● **What you need to do**:
Down to the last line below, repeat the entries word for word and drop the pictures.

##### Source material

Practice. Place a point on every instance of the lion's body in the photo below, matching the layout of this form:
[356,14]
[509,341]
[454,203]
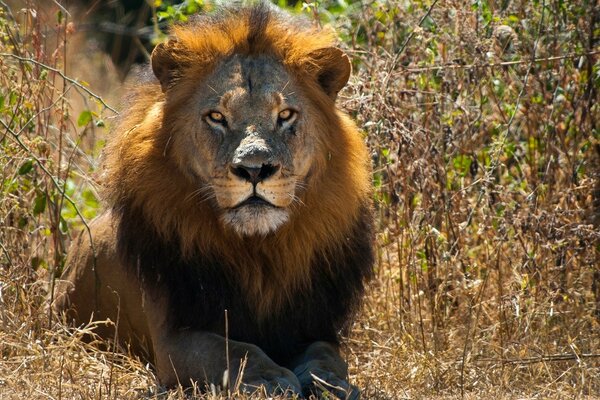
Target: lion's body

##########

● **Exercise result**:
Practice. Place a point on every instance of the lion's body in the photo below, matching the layout of this form:
[356,14]
[509,341]
[454,203]
Target: lion's body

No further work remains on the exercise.